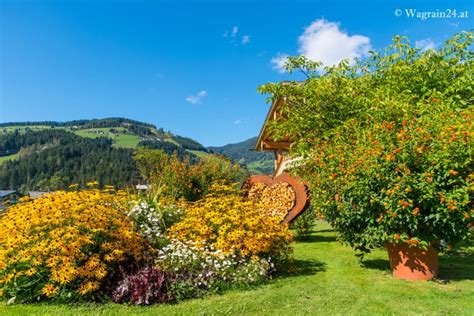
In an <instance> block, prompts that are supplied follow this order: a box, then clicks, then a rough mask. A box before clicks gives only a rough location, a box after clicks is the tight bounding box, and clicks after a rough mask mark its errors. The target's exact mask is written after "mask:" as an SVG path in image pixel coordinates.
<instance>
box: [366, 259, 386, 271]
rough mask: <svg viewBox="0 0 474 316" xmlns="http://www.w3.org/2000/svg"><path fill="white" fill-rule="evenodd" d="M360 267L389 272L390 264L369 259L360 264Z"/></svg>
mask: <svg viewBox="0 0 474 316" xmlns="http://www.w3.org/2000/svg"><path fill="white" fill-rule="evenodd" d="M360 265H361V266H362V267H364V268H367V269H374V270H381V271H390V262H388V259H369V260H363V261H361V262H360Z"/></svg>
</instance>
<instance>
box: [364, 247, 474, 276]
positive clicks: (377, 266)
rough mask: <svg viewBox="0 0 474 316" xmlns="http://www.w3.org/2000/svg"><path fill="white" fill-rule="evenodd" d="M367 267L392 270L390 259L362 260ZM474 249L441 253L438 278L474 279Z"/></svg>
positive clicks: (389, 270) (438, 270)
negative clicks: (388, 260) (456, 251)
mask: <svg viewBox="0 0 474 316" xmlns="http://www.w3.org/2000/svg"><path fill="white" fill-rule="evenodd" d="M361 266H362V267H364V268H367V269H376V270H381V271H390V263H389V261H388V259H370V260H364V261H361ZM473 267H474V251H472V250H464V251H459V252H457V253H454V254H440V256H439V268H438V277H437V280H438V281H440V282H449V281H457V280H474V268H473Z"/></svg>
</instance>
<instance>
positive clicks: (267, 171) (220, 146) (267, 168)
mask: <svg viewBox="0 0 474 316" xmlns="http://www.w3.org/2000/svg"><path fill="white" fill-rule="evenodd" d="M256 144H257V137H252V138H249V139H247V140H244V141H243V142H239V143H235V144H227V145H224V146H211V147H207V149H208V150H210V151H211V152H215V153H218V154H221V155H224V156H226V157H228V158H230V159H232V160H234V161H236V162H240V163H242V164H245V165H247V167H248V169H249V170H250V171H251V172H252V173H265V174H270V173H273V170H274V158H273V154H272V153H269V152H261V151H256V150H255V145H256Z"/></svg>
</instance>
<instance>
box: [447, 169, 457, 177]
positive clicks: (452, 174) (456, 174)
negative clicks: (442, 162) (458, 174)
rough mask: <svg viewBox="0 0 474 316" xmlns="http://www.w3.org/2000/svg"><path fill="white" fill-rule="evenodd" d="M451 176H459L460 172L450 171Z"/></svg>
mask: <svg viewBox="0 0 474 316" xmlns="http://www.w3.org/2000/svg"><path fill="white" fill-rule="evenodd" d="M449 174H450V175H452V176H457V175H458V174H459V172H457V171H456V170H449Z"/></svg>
========================================================================
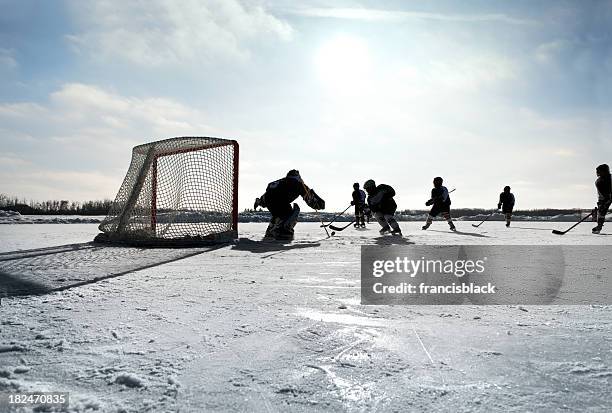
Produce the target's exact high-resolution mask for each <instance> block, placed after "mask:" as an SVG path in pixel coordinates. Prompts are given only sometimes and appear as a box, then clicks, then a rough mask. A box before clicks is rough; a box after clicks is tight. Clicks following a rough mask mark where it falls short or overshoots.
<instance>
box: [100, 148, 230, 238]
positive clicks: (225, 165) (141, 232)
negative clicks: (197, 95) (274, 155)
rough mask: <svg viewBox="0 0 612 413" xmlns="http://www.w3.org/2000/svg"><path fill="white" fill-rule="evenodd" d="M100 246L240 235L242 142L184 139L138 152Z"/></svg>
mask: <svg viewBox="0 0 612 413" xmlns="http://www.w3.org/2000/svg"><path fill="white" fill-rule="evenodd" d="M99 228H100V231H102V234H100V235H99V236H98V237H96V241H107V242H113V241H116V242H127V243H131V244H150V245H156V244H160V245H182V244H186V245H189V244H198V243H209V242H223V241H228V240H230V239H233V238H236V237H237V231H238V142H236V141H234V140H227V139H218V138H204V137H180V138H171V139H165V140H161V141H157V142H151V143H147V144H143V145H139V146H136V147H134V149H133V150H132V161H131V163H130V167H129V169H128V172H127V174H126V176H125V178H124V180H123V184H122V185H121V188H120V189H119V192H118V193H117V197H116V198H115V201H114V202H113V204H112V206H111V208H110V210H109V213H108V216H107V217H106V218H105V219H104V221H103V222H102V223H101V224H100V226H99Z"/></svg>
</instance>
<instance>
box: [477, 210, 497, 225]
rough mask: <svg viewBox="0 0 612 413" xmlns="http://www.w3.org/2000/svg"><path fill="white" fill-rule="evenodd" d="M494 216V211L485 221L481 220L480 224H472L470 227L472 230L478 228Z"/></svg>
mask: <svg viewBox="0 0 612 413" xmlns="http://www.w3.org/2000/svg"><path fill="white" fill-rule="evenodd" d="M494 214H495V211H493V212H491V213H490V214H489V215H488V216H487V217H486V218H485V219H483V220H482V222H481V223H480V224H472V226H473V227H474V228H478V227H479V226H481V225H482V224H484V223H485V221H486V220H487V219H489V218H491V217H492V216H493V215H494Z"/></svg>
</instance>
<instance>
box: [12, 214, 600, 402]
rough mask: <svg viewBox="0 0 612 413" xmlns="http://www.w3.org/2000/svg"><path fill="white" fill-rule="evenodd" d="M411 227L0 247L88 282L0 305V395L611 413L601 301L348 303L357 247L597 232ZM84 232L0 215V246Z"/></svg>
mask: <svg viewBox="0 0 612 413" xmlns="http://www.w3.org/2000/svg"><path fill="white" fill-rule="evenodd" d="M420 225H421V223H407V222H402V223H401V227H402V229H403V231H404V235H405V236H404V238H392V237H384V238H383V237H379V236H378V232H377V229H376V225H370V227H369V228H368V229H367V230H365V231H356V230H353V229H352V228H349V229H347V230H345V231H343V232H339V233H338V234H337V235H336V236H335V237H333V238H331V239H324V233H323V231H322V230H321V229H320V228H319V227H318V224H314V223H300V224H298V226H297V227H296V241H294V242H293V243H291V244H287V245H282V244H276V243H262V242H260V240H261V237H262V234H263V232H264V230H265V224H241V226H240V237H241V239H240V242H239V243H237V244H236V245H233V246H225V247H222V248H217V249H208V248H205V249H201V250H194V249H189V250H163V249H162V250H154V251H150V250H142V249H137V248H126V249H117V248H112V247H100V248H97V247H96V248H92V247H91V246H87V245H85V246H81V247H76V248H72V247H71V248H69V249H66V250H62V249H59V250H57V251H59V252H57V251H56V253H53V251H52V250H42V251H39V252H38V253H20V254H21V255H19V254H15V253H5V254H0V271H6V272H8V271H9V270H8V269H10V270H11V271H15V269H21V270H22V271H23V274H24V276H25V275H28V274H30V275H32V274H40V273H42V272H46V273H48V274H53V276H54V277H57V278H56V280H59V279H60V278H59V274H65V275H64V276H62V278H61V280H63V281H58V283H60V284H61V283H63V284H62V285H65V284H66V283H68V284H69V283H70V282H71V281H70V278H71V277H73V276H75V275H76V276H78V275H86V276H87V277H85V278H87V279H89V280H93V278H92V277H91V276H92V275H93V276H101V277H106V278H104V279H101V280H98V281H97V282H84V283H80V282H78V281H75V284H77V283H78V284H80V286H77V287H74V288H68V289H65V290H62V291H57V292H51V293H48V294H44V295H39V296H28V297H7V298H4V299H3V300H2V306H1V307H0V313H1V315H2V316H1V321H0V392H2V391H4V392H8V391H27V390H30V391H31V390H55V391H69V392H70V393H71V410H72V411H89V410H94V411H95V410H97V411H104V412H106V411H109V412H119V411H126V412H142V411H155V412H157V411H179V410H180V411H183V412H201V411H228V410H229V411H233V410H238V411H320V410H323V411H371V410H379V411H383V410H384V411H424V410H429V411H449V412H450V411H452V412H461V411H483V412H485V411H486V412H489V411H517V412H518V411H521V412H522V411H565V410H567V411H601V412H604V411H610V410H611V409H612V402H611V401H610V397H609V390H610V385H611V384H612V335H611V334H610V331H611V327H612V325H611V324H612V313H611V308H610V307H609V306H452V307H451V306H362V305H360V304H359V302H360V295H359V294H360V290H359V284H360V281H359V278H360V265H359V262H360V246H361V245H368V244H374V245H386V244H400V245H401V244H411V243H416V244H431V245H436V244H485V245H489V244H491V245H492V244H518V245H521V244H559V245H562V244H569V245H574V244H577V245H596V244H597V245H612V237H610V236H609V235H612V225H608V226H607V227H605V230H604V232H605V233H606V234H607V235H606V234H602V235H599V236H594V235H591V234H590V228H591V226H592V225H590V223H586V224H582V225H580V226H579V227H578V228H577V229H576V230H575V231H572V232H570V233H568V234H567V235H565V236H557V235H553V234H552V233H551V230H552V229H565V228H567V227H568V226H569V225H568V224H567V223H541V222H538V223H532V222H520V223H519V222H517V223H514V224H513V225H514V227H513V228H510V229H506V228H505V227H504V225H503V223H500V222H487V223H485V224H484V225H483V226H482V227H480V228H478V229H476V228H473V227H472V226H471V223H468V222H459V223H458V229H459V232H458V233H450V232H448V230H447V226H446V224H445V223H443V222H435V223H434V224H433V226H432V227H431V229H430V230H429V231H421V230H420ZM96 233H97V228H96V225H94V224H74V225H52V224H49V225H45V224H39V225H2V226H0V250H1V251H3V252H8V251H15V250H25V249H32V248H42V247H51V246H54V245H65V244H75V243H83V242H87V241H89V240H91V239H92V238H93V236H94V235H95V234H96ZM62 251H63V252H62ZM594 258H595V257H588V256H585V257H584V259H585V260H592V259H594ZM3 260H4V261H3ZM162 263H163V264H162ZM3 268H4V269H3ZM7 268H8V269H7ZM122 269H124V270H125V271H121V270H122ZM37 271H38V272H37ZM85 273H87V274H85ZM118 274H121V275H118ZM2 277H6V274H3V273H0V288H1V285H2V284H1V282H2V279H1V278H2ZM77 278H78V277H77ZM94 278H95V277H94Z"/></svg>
========================================================================
Task directions: The reply should hold only the lines of the listing above starting at the line containing "In an <instance>" and ending at the line containing "box: [366, 259, 386, 271]", exactly as written.

Response for this exercise:
In an <instance> block, prompts that are supplied follow this order: a box, then clicks, then a rough mask. A box before clicks gives only a rough location, a box after clicks is the tight bounding box, and clicks after a rough mask mark its errors. The target's exact mask is written after "mask:" as an SVG path in image pixel coordinates.
<instance>
box: [366, 259, 386, 271]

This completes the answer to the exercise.